◆ PROBLEMS:
[a] Rewrite the stretch from "Adams is hopeful" through "and transportation options." in the article on the incoming Las Vegas city manager, putting "development blueprint" in place of "master plan".
[b] Summarize the article on the incoming Las Vegas city manager in two sentences.

◆ DOCUMENT TEXT:
::::::

Incoming city manager thrives off making Las Vegas a better place to live

When a recruiter contacted Scott Adams about an urban development job in Las Vegas, he recoiled at the suggestion.
It was 2004, and Adams was living in New Orleans and working as the director of the Jefferson Parish Economic Development Commission. He had criss-crossed the eastern United States, starting with planning and development positions in his hometown of Jackson, Michigan, before swings through cities in Tennessee, Florida, Virginia and Louisiana.
“Why would I ever want to live in Las Vegas?” Adams wondered.
But he accepted the interview opportunity, boarded a plane and started driving as soon as he landed. Adams put 150 miles on a rental car that Sunday, trying to get a sense of the city he only visited once as a child.
“I went downtown. I went out into the city, went out to Summerlin,” he said. “I went up in the northwest. I went all the way down to Southern Highlands.”

His self-guided tour brought him to a condominium complex off Ann Road in the northwest valley, where he learned just how hot the Las Vegas real estate market was at the time. Demand was so high, interested buyers had to enter a lottery. The rampant growth coupled with a downtown corridor ripe for development convinced Adams to take a chance.
He got the job. Nearly 13 years later, he’s still here and about to start a new position as the Las Vegas city manager.
THE DOWNTOWN DYNAMIC
A pragmatic gentleman.
That’s how former Las Vegas Mayor Oscar Goodman describes Adams, whom he interviewed and then worked with during his years in office. The three-term mayor had a mission — to revitalize the city’s inner core — and Adams, who had experience in the public and private sectors, seemed like the person capable of shepherding that process.
“He never let me down,” Goodman said.
Today, downtown’s renaissance stands out as one of the city’s crowning achievements over the past decade, especially considering how the Great Recession rocked the region within that time period. In 2012, Tony Hsieh, CEO of online retailer Zappos, invested $350 million of his personal wealth into the city's revitalization efforts and, a year later, moved his company downtown. Meanwhile, the Smith Center for Performing Arts, Mob Museum and the new Las Vegas City Hall building also opened downtown. The city’s once blight-prone streets suddenly experienced media hype — not to mention a cosmetic transformation as new bars, eateries and shopping places opened their doors, drawing tourists and locals alike.
The “Cinderella”-esque story of downtown Las Vegas is no secret to residents who’ve watched it gradually go from the often-ignored step sister of the famed Las Vegas Strip to an attention-grabbing destination in its own right.
For an urban planning guru such as Adams, now 61, the opportunity to help reimagine downtown was enough to entice him to make another move. He started as director of what was then called the Office of Business Development before becoming the city’s chief urban redevelopment officer and then deputy city manager.
“We were literally a region that was like a doughnut, where everything was happening around the periphery and there was a hole in the middle,” he said.
The recession did stall some downtown progress, particularly within Symphony Park. The city had every parcel under a development agreement, Adams said, but the developers paused any activity when the economy tanked.

Adams is hopeful the city will see development finally come to fruition in that area soon.
“We’ve done a lot of workouts with all those developers, so now we have almost every bit of that property back on a development agreement,” he said.
As for the rest of downtown, Adams said the city must stay the course. In other words, follow the downtown master plan, which calls for more parks, housing and transportation options.

::::::

◆ ENTRIES SUPPLIED:
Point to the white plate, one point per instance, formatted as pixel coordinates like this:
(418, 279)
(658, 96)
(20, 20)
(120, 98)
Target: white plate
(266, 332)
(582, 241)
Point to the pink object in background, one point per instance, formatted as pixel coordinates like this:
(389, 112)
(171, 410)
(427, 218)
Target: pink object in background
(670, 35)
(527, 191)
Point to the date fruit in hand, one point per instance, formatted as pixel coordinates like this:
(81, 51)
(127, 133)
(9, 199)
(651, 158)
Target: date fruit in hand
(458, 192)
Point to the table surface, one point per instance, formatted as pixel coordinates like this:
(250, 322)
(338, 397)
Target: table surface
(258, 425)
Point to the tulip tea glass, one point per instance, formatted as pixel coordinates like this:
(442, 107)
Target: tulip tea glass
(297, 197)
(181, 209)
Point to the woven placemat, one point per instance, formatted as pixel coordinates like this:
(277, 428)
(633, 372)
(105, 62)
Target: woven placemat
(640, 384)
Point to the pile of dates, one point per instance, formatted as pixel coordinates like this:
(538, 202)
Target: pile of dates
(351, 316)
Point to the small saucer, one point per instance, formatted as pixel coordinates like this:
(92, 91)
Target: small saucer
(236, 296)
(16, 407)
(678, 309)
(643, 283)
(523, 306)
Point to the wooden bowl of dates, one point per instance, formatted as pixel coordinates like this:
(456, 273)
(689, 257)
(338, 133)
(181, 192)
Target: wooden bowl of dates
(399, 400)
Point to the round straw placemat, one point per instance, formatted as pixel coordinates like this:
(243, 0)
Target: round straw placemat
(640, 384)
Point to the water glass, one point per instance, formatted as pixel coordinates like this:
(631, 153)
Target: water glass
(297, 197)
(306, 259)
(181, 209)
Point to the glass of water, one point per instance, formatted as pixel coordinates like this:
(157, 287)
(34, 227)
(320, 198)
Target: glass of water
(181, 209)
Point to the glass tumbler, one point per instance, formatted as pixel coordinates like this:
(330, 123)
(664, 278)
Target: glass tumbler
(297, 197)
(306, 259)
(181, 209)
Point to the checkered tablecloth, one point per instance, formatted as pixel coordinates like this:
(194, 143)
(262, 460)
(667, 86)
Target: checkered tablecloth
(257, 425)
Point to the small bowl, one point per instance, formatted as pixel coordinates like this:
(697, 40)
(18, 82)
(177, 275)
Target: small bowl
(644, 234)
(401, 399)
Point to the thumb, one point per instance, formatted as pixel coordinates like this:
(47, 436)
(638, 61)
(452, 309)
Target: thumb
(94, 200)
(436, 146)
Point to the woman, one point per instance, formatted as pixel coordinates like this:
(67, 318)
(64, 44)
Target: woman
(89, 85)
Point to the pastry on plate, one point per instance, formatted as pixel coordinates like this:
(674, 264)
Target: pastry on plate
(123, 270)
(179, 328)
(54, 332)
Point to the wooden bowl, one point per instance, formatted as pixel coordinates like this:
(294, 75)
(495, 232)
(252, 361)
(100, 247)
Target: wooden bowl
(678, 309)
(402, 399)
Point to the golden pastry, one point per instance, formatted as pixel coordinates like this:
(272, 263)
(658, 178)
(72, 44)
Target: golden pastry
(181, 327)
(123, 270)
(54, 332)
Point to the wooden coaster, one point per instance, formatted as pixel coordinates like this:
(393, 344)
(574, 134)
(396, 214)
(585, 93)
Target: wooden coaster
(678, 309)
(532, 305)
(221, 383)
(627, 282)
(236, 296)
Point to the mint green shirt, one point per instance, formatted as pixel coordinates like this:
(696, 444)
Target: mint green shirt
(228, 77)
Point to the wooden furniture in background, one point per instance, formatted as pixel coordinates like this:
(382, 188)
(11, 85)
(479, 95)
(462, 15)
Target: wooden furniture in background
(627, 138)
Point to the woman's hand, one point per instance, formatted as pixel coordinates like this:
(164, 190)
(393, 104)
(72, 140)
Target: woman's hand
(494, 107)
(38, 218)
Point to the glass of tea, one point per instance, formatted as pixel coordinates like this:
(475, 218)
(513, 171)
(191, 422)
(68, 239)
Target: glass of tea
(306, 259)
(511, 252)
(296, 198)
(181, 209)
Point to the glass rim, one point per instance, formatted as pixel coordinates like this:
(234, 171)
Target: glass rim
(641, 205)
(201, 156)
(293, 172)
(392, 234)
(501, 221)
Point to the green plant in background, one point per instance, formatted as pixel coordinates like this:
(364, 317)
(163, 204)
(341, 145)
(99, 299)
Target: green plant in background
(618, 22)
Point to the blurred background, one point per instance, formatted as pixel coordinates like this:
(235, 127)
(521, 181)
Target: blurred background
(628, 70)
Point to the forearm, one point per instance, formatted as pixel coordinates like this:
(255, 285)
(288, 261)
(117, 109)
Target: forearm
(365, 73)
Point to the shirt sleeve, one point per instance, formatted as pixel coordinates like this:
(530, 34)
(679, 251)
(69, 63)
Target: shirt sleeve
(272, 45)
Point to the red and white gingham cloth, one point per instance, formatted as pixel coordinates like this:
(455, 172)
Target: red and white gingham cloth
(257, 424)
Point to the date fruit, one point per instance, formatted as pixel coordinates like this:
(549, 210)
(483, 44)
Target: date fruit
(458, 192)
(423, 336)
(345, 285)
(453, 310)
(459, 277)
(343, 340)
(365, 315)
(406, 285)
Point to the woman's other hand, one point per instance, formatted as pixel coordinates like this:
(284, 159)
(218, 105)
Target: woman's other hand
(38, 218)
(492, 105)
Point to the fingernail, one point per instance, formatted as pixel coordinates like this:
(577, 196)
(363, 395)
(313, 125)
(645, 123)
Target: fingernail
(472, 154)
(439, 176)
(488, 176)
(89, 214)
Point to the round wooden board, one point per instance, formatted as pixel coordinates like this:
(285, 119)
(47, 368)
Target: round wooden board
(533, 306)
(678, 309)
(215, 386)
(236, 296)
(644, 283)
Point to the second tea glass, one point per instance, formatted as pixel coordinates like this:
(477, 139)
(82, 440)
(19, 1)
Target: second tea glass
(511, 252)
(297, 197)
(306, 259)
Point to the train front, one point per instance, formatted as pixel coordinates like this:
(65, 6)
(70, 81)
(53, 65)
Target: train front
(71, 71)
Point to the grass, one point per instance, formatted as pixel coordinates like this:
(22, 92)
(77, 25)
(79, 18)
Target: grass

::::::

◆ SOLUTIONS PER TASK:
[a]
Adams is hopeful the city will see development finally come to fruition in that area soon.
“We’ve done a lot of workouts with all those developers, so now we have almost every bit of that property back on a development agreement,” he said.
As for the rest of downtown, Adams said the city must stay the course. In other words, follow the downtown development blueprint, which calls for more parks, housing and transportation options.

[b] Scott Adams came to Las Vegas from New Orleans in 2004 to work on urban development and, nearly 13 years later, is about to become the Las Vegas city manager. He helped with downtown's revitalization under former Mayor Oscar Goodman, and he says the city must follow the downtown master plan, which calls for more parks, housing and transportation options.